**Task instructions:** Report back every line from the entries below in which the word "Give" occurs.

[Saved entries]

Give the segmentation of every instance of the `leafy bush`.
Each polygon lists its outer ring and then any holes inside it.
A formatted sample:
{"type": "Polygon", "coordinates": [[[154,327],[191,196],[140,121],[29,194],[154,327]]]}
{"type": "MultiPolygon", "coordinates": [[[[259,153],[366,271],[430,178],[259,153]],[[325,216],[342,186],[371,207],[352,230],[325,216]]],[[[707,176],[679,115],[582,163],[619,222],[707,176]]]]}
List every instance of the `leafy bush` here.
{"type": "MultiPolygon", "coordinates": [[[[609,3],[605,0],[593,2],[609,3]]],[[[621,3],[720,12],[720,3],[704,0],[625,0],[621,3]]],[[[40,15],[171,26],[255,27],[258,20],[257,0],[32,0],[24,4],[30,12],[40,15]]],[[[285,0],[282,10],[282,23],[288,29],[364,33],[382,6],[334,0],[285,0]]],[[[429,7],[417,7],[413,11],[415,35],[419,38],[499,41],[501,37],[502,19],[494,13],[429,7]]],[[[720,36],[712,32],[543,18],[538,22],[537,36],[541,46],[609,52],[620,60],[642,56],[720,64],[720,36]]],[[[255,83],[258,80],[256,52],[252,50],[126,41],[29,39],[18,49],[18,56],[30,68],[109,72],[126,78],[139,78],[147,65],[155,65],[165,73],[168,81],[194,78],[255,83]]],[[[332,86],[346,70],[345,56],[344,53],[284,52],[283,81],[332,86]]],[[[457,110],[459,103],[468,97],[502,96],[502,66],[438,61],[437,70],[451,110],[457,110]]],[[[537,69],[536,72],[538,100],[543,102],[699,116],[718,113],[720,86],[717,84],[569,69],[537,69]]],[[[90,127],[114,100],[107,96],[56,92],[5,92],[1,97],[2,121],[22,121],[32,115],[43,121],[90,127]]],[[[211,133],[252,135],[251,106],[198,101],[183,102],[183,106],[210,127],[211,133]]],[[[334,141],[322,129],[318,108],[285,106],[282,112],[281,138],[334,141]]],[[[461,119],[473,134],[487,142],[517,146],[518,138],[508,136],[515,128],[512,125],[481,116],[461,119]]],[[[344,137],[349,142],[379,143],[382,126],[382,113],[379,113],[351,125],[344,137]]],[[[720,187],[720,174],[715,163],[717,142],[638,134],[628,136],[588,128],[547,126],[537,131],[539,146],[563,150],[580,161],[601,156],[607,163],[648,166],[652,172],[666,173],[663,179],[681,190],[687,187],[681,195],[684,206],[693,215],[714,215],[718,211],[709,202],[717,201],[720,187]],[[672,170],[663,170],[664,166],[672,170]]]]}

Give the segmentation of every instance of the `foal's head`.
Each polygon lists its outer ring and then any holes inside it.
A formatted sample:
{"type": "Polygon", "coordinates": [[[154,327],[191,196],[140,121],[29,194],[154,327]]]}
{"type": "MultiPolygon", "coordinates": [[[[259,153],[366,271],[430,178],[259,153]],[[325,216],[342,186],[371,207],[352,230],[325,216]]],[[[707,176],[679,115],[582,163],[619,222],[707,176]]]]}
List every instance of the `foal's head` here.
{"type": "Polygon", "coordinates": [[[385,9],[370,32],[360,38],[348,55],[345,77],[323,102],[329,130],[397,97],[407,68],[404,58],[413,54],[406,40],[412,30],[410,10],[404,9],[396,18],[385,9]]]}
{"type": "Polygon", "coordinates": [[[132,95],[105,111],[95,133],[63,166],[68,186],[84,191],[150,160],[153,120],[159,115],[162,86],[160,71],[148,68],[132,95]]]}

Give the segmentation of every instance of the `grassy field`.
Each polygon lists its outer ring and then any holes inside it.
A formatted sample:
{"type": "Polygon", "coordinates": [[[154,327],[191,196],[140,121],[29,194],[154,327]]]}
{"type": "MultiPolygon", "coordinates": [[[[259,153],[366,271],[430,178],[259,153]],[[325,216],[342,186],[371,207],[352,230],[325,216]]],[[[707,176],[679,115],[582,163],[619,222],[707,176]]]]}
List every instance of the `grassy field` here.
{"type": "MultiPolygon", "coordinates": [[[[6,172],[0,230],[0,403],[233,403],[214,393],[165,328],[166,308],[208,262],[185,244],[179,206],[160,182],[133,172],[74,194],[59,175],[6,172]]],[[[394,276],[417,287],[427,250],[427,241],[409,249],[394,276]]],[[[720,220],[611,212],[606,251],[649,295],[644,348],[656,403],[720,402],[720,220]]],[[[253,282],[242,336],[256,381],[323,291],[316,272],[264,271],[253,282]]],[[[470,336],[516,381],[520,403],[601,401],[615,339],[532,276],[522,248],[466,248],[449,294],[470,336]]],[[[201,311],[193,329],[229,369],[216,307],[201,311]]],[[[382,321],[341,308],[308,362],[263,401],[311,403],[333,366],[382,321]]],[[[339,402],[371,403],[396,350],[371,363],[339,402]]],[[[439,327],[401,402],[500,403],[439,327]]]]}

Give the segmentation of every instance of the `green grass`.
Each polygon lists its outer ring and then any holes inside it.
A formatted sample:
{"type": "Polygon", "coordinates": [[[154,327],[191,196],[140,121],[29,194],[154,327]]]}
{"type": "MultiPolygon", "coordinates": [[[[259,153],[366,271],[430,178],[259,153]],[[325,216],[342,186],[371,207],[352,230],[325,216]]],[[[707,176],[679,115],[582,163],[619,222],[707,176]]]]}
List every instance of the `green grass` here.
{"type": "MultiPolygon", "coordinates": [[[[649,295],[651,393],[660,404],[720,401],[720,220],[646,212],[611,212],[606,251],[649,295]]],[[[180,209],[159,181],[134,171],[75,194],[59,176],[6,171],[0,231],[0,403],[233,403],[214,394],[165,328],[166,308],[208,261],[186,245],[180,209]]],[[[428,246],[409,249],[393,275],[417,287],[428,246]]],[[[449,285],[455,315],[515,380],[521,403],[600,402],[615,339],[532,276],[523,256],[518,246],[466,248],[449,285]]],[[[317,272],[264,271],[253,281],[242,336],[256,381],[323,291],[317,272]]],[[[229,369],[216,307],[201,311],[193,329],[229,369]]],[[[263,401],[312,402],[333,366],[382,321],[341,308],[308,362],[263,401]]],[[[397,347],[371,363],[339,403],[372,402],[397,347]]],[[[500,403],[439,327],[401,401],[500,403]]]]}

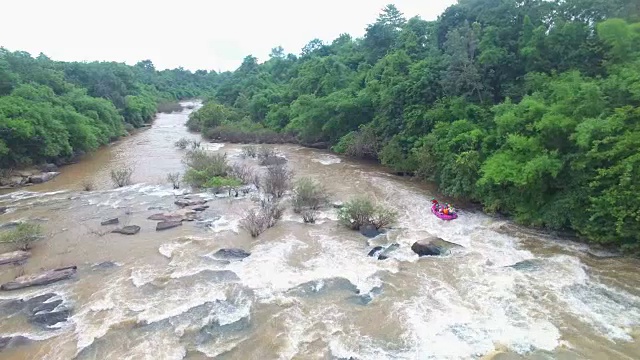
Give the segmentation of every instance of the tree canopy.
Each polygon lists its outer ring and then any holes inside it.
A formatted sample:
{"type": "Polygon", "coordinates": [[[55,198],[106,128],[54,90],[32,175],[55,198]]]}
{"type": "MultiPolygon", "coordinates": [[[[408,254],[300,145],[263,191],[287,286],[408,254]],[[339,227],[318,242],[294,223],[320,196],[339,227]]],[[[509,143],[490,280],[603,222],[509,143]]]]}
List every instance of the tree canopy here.
{"type": "MultiPolygon", "coordinates": [[[[521,223],[639,251],[639,21],[635,0],[459,0],[435,21],[389,5],[363,38],[247,56],[190,125],[328,143],[521,223]]],[[[12,79],[0,70],[0,91],[12,79]]]]}
{"type": "Polygon", "coordinates": [[[92,151],[150,121],[160,102],[212,92],[217,76],[0,48],[0,169],[92,151]]]}

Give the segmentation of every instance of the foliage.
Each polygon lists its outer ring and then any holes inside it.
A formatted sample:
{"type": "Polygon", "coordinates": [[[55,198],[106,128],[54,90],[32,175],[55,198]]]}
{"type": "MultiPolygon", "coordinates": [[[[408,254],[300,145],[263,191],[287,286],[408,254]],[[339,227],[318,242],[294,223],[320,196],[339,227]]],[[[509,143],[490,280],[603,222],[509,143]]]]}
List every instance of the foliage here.
{"type": "Polygon", "coordinates": [[[260,188],[274,199],[280,199],[291,188],[293,174],[284,164],[278,164],[267,168],[267,173],[262,179],[260,188]]]}
{"type": "Polygon", "coordinates": [[[158,103],[208,93],[217,81],[148,60],[60,62],[0,48],[0,168],[67,162],[153,120],[158,103]]]}
{"type": "Polygon", "coordinates": [[[167,174],[167,181],[173,185],[174,189],[180,189],[180,173],[176,172],[176,173],[168,173],[167,174]]]}
{"type": "Polygon", "coordinates": [[[284,209],[277,201],[262,201],[259,209],[251,209],[240,220],[240,226],[252,237],[258,237],[266,229],[275,226],[282,217],[284,209]]]}
{"type": "Polygon", "coordinates": [[[15,229],[0,233],[0,243],[10,243],[18,250],[29,250],[32,244],[42,239],[42,229],[38,224],[20,223],[15,229]]]}
{"type": "Polygon", "coordinates": [[[95,190],[96,185],[93,183],[91,179],[85,179],[82,181],[82,190],[84,191],[93,191],[95,190]]]}
{"type": "Polygon", "coordinates": [[[352,230],[358,230],[364,225],[381,229],[393,224],[397,214],[391,209],[375,205],[366,197],[355,197],[339,210],[338,218],[342,225],[352,230]]]}
{"type": "Polygon", "coordinates": [[[242,147],[242,156],[255,158],[258,156],[258,149],[253,145],[243,146],[242,147]]]}
{"type": "Polygon", "coordinates": [[[130,166],[121,166],[117,169],[111,170],[111,181],[115,187],[123,187],[131,185],[131,176],[133,175],[133,168],[130,166]]]}
{"type": "Polygon", "coordinates": [[[315,211],[329,203],[327,189],[310,178],[301,178],[293,188],[293,211],[303,213],[315,211]]]}
{"type": "Polygon", "coordinates": [[[226,178],[230,171],[227,154],[212,154],[201,149],[187,152],[183,162],[187,166],[183,181],[196,188],[206,187],[213,178],[226,178]]]}
{"type": "Polygon", "coordinates": [[[182,149],[182,150],[184,150],[184,149],[186,149],[186,148],[187,148],[187,146],[189,146],[189,143],[190,143],[189,139],[187,139],[187,138],[180,138],[180,140],[176,141],[175,146],[176,146],[178,149],[182,149]]]}

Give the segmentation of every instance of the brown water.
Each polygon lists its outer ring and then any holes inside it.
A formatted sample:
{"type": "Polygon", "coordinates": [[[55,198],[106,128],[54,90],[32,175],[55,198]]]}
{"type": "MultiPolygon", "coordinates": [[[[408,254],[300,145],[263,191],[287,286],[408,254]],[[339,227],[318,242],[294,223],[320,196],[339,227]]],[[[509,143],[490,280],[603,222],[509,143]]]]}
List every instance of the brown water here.
{"type": "MultiPolygon", "coordinates": [[[[287,211],[252,239],[238,226],[256,206],[251,194],[193,194],[209,199],[201,219],[156,232],[147,217],[174,210],[186,193],[164,178],[183,171],[184,150],[173,143],[199,138],[183,125],[189,112],[159,114],[152,128],[55,180],[0,196],[0,206],[10,206],[0,224],[39,221],[48,235],[25,265],[2,265],[1,282],[78,265],[74,280],[0,292],[0,337],[31,339],[0,352],[2,359],[639,358],[637,261],[595,259],[582,245],[481,213],[440,221],[430,213],[429,188],[326,152],[276,148],[296,176],[321,181],[335,200],[366,194],[398,210],[394,229],[367,241],[338,227],[332,209],[315,225],[287,211]],[[109,171],[122,164],[134,164],[136,184],[111,189],[109,171]],[[87,180],[95,191],[81,191],[87,180]],[[108,233],[113,227],[100,221],[115,216],[141,232],[108,233]],[[464,248],[419,259],[410,246],[430,235],[464,248]],[[400,248],[388,260],[367,256],[392,242],[400,248]],[[251,255],[211,256],[229,247],[251,255]],[[509,267],[525,260],[530,266],[509,267]],[[104,261],[116,266],[93,266],[104,261]],[[51,292],[71,309],[57,328],[3,310],[51,292]]],[[[206,147],[246,161],[241,146],[206,147]]]]}

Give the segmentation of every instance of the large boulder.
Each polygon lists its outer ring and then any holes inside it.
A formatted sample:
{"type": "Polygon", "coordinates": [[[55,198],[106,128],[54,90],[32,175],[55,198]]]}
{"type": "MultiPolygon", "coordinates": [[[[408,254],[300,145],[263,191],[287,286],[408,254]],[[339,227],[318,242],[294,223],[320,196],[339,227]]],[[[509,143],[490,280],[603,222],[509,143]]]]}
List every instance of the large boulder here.
{"type": "Polygon", "coordinates": [[[182,221],[161,221],[156,225],[156,231],[167,230],[181,225],[182,221]]]}
{"type": "Polygon", "coordinates": [[[430,238],[416,241],[411,245],[411,250],[420,256],[437,256],[449,254],[451,249],[457,247],[462,246],[442,240],[439,237],[432,236],[430,238]]]}
{"type": "Polygon", "coordinates": [[[39,175],[33,175],[29,178],[29,182],[32,184],[42,184],[43,182],[47,182],[54,177],[60,175],[57,171],[45,172],[39,175]]]}
{"type": "Polygon", "coordinates": [[[390,256],[390,254],[395,251],[397,248],[400,247],[400,244],[398,243],[393,243],[389,246],[387,246],[386,249],[382,250],[382,252],[380,252],[380,254],[378,254],[378,260],[387,260],[390,256]]]}
{"type": "Polygon", "coordinates": [[[76,266],[69,266],[54,270],[45,271],[34,275],[24,275],[15,278],[13,281],[2,284],[0,290],[16,290],[29,286],[47,285],[56,281],[65,280],[73,275],[77,271],[76,266]]]}
{"type": "Polygon", "coordinates": [[[22,176],[17,176],[17,175],[13,175],[13,176],[9,176],[7,178],[1,178],[0,179],[0,186],[6,186],[6,187],[17,187],[17,186],[22,186],[24,184],[27,183],[27,180],[29,180],[29,178],[27,177],[22,177],[22,176]]]}
{"type": "Polygon", "coordinates": [[[6,206],[0,206],[0,215],[4,214],[7,212],[9,208],[6,206]]]}
{"type": "Polygon", "coordinates": [[[251,255],[251,253],[244,251],[242,249],[220,249],[215,254],[213,254],[214,258],[218,259],[244,259],[251,255]]]}
{"type": "Polygon", "coordinates": [[[178,199],[174,202],[174,204],[181,206],[181,207],[187,207],[187,206],[195,206],[195,205],[202,205],[205,204],[207,202],[207,200],[203,200],[203,199],[178,199]]]}
{"type": "Polygon", "coordinates": [[[129,225],[129,226],[122,227],[120,229],[115,229],[111,232],[116,234],[123,234],[123,235],[135,235],[140,232],[140,226],[129,225]]]}
{"type": "Polygon", "coordinates": [[[31,342],[31,339],[22,335],[0,336],[0,351],[5,349],[11,349],[16,346],[26,345],[30,342],[31,342]]]}
{"type": "Polygon", "coordinates": [[[21,263],[27,260],[29,256],[31,256],[30,252],[21,250],[0,254],[0,265],[21,263]]]}

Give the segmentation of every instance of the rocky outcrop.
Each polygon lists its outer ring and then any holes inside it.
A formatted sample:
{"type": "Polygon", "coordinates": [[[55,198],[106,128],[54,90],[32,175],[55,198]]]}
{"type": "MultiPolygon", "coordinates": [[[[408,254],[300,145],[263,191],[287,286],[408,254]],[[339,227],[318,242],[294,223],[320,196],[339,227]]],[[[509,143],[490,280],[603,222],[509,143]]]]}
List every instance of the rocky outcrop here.
{"type": "Polygon", "coordinates": [[[162,231],[171,229],[174,227],[178,227],[182,225],[182,220],[180,221],[162,221],[156,224],[156,231],[162,231]]]}
{"type": "Polygon", "coordinates": [[[21,263],[27,260],[30,256],[30,252],[22,250],[0,254],[0,265],[21,263]]]}
{"type": "Polygon", "coordinates": [[[107,269],[116,268],[118,266],[120,265],[116,264],[113,261],[103,261],[101,263],[91,265],[91,268],[93,270],[107,270],[107,269]]]}
{"type": "Polygon", "coordinates": [[[100,223],[100,225],[115,225],[117,223],[119,223],[120,220],[118,218],[113,218],[113,219],[107,219],[104,220],[100,223]]]}
{"type": "Polygon", "coordinates": [[[513,265],[509,265],[507,267],[516,269],[516,270],[524,270],[524,271],[532,271],[538,270],[542,266],[542,261],[538,259],[527,259],[518,261],[513,265]]]}
{"type": "Polygon", "coordinates": [[[207,202],[207,200],[202,200],[202,199],[178,199],[174,202],[174,204],[180,206],[180,207],[187,207],[187,206],[195,206],[195,205],[202,205],[205,204],[207,202]]]}
{"type": "Polygon", "coordinates": [[[248,257],[249,255],[251,255],[251,253],[242,249],[220,249],[213,254],[213,257],[217,259],[240,260],[248,257]]]}
{"type": "Polygon", "coordinates": [[[334,209],[342,209],[344,207],[344,203],[342,201],[334,201],[331,203],[334,209]]]}
{"type": "Polygon", "coordinates": [[[54,177],[60,175],[57,171],[45,172],[39,175],[33,175],[29,178],[29,182],[32,184],[42,184],[43,182],[47,182],[54,177]]]}
{"type": "Polygon", "coordinates": [[[115,229],[111,232],[117,233],[117,234],[123,234],[123,235],[135,235],[140,232],[140,226],[129,225],[129,226],[122,227],[120,229],[115,229]]]}
{"type": "Polygon", "coordinates": [[[260,165],[262,166],[274,166],[274,165],[284,165],[287,163],[287,158],[283,156],[269,156],[267,158],[263,158],[260,160],[260,165]]]}
{"type": "MultiPolygon", "coordinates": [[[[0,301],[0,313],[3,316],[26,316],[27,320],[39,327],[48,329],[71,316],[71,306],[55,293],[46,293],[30,299],[0,301]]],[[[0,340],[0,349],[2,340],[0,340]]]]}
{"type": "Polygon", "coordinates": [[[194,206],[188,207],[189,210],[193,210],[193,211],[205,211],[208,208],[209,208],[209,205],[194,205],[194,206]]]}
{"type": "Polygon", "coordinates": [[[45,271],[40,274],[24,275],[17,277],[13,281],[2,284],[2,286],[0,286],[0,290],[17,290],[30,286],[51,284],[72,277],[73,275],[75,275],[76,271],[76,266],[69,266],[45,271]]]}
{"type": "Polygon", "coordinates": [[[44,164],[40,167],[42,172],[56,172],[58,171],[58,166],[56,164],[44,164]]]}
{"type": "Polygon", "coordinates": [[[375,256],[375,257],[377,257],[377,256],[378,256],[378,254],[379,254],[380,252],[382,252],[382,250],[384,250],[384,246],[380,246],[380,245],[378,245],[378,246],[374,247],[373,249],[371,249],[371,251],[369,251],[369,253],[367,254],[367,256],[375,256]]]}
{"type": "Polygon", "coordinates": [[[6,206],[0,206],[0,215],[4,214],[7,212],[9,208],[6,206]]]}
{"type": "Polygon", "coordinates": [[[196,211],[191,208],[183,208],[173,212],[153,214],[148,219],[154,221],[193,221],[196,219],[196,211]]]}
{"type": "Polygon", "coordinates": [[[430,238],[416,241],[411,245],[411,250],[420,256],[437,256],[449,254],[451,249],[458,247],[462,246],[442,240],[439,237],[432,236],[430,238]]]}

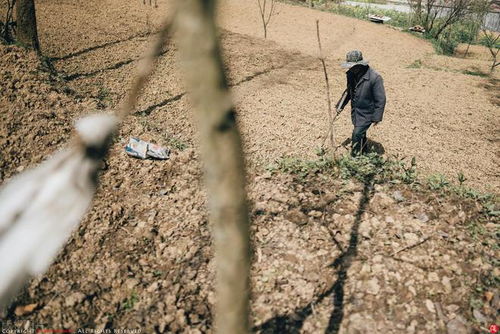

**Completed exercise:**
Give the segmentation of every instance of the `leafy bush`.
Give the segmentation of every instance of the `foal's head`.
Give the segmentation of every instance of the `grassy field`.
Give the segmentation of every instance of the `green grass`.
Give the segmentation of every instance of the tree canopy.
Give the segmentation of every instance of the foliage.
Give the segmentation of every instance of the brown water.
Give the segmentation of every instance of the large boulder.
Give the segmentation of every instance of the rocky outcrop.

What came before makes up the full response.